## Dettagli del compito
Ricopia senza alcuna modifica la parte dei record che parte dall'inizio e si chiude con la riga che contiene "[(227, 140)]". Entrambi gli estremi sono inclusi.

## Elenco dei record
▬▬▬▬▬▬
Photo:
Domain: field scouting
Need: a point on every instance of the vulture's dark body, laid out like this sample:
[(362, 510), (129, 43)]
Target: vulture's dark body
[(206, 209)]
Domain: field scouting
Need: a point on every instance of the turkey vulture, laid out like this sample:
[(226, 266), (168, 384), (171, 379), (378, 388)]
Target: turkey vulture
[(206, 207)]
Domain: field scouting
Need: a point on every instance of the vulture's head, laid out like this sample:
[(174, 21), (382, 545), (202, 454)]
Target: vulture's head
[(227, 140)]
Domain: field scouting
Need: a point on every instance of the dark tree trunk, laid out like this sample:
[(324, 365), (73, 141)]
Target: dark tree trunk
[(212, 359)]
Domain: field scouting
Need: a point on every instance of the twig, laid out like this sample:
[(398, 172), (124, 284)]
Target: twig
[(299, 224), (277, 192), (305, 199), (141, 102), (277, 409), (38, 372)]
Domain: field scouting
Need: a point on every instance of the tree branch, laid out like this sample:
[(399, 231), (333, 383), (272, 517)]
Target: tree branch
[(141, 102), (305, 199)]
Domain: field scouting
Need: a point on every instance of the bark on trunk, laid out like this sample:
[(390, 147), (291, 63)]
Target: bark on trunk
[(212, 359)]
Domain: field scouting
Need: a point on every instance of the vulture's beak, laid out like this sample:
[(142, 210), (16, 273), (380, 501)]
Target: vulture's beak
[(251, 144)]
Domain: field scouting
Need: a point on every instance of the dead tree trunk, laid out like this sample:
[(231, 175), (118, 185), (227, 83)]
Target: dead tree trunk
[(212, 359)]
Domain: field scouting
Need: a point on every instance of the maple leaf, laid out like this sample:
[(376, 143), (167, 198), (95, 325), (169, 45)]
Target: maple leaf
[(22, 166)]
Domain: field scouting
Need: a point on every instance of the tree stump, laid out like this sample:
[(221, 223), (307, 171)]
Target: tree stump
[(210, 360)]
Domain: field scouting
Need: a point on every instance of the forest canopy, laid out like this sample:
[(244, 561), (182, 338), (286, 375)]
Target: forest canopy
▬▬▬▬▬▬
## Risposta
Photo:
Domain: field scouting
Need: a point on every instance of the vulture's dark body, laid out like this sample:
[(362, 510), (129, 43)]
Target: vulture's dark body
[(206, 209)]
Domain: field scouting
Need: a point on every instance of the turkey vulture, laid out like this sample:
[(226, 266), (168, 384), (171, 379), (378, 388)]
Target: turkey vulture
[(206, 207)]
Domain: field scouting
Need: a point on every instance of the vulture's head, laid out like this sample:
[(174, 21), (382, 545), (202, 454)]
Target: vulture's head
[(227, 140)]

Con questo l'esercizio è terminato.